◆ SHORT TASK:
Continue the CBOE proposed rule change notice from where it stops, in the same register and format.

◆ GIVEN TEXT:
◇ ◇ ◇ ◇ ◇

B. Self-Regulatory Organization's Statement on Burden on Competition

    CBOE does not believe that the proposed rule change will impose any 
burden on competition not necessary or appropriate in furtherance of 
the purposes of the Act.

C. Self-Regulatory Organization's Statement on Comments on the Proposed 
Rule Change Received From Members, Participants, or Others

    No written comments were solicited or received with respect to the 
proposed rule change.

III. Date of Effectiveness of the Proposed Rule Change and Timing for 
Commission Action

    Within 35 days of the date of publication of this notice in the 
Federal Register or within such longer period (i) as the Commission may 
designate up to 90 days of such date if it finds such longer period to 
be appropriate and publishes its reasons for so finding or (ii) as to 
which the self-regulatory organization consents, the Commission will:
    (A) By order approve such proposed rule change, or
    (B) Institute proceedings to determine whether the proposed rule 
change should be disapproved.

IV. Solicitation of Comments

    Interested persons are invited to submit written data, views, and 
arguments concerning the foregoing, including whether the proposed rule 
change is consistent with the Act. Specifically the Commission requests 
comment on the following topics:
     Are there other alternative steps that could be taken that 
would enhance a broker-dealer's legal authority to exercise the Vested 
Employee Options and receive the underlying stock? Please describe any 
such alternatives and why those alternatives may be more consistent 
with the Act.

◇ ◇ ◇ ◇ ◇

◆ SUPPLIED INFORMATION:
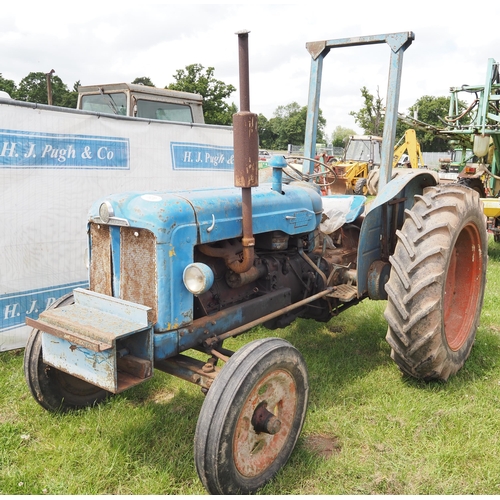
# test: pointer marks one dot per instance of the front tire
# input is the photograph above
(437, 281)
(235, 453)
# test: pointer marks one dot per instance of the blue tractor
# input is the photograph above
(173, 271)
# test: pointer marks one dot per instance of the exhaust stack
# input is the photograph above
(246, 156)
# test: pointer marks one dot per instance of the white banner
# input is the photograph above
(54, 164)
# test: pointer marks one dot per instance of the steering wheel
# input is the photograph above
(309, 177)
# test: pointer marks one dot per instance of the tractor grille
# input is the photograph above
(137, 265)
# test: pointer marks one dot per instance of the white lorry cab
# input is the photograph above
(141, 101)
(55, 161)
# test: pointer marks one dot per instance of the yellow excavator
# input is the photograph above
(407, 154)
(361, 162)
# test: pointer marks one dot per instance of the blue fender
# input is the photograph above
(377, 231)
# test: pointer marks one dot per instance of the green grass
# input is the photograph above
(387, 434)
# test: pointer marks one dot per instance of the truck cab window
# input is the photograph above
(164, 111)
(113, 103)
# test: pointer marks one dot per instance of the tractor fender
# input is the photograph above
(377, 233)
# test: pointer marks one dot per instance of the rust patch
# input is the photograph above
(323, 445)
(100, 263)
(138, 268)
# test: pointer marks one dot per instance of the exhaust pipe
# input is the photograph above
(246, 156)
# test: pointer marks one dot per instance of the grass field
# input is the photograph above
(368, 429)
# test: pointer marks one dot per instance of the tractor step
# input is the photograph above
(345, 293)
(103, 340)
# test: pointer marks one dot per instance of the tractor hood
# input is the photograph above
(214, 214)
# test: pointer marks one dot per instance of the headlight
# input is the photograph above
(198, 278)
(106, 211)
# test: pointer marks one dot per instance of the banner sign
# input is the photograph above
(186, 156)
(16, 307)
(19, 149)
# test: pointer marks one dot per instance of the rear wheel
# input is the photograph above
(251, 418)
(54, 389)
(437, 281)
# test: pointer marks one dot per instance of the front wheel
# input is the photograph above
(251, 418)
(437, 281)
(54, 389)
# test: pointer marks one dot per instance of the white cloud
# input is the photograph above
(103, 42)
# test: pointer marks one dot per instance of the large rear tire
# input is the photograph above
(437, 281)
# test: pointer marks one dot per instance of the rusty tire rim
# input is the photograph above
(255, 451)
(462, 288)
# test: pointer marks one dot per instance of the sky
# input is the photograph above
(111, 42)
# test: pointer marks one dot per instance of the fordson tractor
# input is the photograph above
(173, 271)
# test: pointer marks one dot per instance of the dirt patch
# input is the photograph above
(323, 445)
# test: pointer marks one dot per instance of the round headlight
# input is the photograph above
(198, 278)
(106, 211)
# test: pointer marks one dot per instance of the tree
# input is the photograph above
(340, 135)
(8, 86)
(194, 78)
(431, 110)
(370, 117)
(33, 88)
(288, 126)
(144, 80)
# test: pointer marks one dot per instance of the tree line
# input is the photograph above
(287, 126)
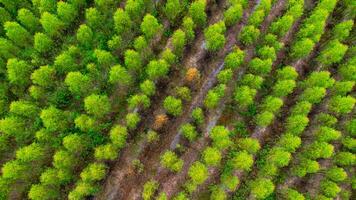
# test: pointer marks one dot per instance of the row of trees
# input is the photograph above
(262, 186)
(156, 68)
(314, 91)
(173, 106)
(53, 118)
(242, 158)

◇ ◇ ◇ ◇ ◇

◆ OUTPUT BELOW:
     If no margin is required for a Transaction, what steps, if 
any, should be taken regarding liquidity or operational risks arising 
from the Transactions? Should the margin rule include a minimum margin 
requirement?
    Comments may be submitted by any of the following methods:

Electronic Comments

     Use the Commission's Internet comment form (https://www.sec.gov/rules/sro.shtml); or
     Send an e-mail to rule-comments@sec.gov. Please include 
File Number SR-CBOE-2008-55 on the subject line.

Paper Comments

     Send paper comments in triplicate to Elizabeth M. Murphy, 
Secretary, Securities and Exchange Commission, 100 F Street, NE., 
Washington, DC 20549-1090

All submissions should refer to File Number SR-CBOE-2008-55. This file 
number should be included on the subject line if e-mail is used. To 
help the Commission process and review your comments more efficiently, 
please use only one method. The Commission will post all comments on 
the Commission's Internet Web site (https://www.sec.gov/rules/sro.shtml). Copies of the submission, all subsequent amendments, all 
written statements with respect to the proposed rule change that are 
filed with the Commission, and all written communications relating to 
the proposed rule change between the Commission and any person, other 
than those that may be withheld from the public in accordance with the 
provisions of 5 U.S.C. 552, will be available for inspection and 
copying in the Commission's Public Reference Room, 100 F Street, NE., 
Washington, DC 20549, on official business days between the hours of 10 
a.m. and 3 p.m. Copies of such filing also will be available for 
inspection and copying at the principal office of the CBOE. All 
comments received will be posted without change; the Commission does 
not edit personal identifying information from submissions. You should 
submit only information that you wish to make available publicly. All 
submissions should refer to File Number SR-CBOE-2008-55 and should be 
submitted on or before June 3, 2009.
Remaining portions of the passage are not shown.